── Entries provided ──

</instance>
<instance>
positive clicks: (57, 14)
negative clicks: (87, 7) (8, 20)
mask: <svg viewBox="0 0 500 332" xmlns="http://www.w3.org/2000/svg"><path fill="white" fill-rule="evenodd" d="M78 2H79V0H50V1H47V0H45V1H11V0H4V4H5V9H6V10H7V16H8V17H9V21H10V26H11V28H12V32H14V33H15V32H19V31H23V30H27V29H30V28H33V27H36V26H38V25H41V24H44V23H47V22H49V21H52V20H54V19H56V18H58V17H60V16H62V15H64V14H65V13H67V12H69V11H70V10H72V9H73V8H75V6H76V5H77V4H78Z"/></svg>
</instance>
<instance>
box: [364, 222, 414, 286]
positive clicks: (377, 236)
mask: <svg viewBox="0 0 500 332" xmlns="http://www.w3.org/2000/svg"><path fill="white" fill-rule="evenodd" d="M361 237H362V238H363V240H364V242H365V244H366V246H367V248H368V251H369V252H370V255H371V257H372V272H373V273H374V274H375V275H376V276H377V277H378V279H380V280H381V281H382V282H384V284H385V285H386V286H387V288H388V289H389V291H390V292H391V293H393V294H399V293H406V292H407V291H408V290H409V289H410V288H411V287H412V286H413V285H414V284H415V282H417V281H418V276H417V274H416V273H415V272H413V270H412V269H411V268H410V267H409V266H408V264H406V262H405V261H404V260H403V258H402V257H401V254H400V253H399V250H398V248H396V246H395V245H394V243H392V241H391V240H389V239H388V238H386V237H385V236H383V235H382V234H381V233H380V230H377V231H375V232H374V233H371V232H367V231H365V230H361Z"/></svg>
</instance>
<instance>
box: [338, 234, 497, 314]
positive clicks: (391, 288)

───

Task brief: Extract each line from the rows above that contains the word "positive".

Solution to the exercise:
positive clicks: (57, 14)
positive clicks: (377, 236)
positive clicks: (391, 288)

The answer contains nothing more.